*WHAT YOU HAVE TO DO:*
The answer must consist of every line from the entries below that contains the word "instance".

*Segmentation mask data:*
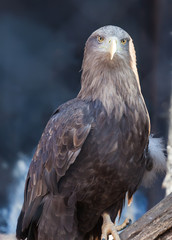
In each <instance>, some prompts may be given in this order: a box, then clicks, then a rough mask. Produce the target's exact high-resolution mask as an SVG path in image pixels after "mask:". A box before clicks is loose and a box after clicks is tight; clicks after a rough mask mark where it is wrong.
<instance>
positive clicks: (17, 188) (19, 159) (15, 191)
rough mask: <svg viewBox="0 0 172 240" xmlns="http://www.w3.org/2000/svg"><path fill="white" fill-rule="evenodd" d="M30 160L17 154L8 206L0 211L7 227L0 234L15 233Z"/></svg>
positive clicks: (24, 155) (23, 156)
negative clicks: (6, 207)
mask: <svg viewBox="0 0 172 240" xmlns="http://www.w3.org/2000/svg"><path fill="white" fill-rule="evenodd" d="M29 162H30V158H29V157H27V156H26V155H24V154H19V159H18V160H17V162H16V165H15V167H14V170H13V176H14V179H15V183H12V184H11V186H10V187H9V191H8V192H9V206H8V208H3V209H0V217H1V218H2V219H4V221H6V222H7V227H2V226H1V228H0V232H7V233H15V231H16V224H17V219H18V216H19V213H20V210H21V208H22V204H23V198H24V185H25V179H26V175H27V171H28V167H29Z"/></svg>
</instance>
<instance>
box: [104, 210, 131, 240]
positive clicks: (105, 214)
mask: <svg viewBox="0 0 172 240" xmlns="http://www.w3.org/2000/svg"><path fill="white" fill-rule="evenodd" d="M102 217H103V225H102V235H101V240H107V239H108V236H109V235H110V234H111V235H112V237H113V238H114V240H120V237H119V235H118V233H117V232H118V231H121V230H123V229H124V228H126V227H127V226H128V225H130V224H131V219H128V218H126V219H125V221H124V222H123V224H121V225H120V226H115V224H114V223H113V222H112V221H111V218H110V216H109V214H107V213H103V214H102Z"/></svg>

*SOLUTION:*
In each <instance>, some prompts may be given in this order: a box, then clicks, then a rough mask. Produce the target's exact high-resolution mask as an SVG path in image pixels after "mask:". A box before clicks is loose and a box after clicks is tight; clicks after a rough mask mark where it is wrong.
<instance>
</instance>
<instance>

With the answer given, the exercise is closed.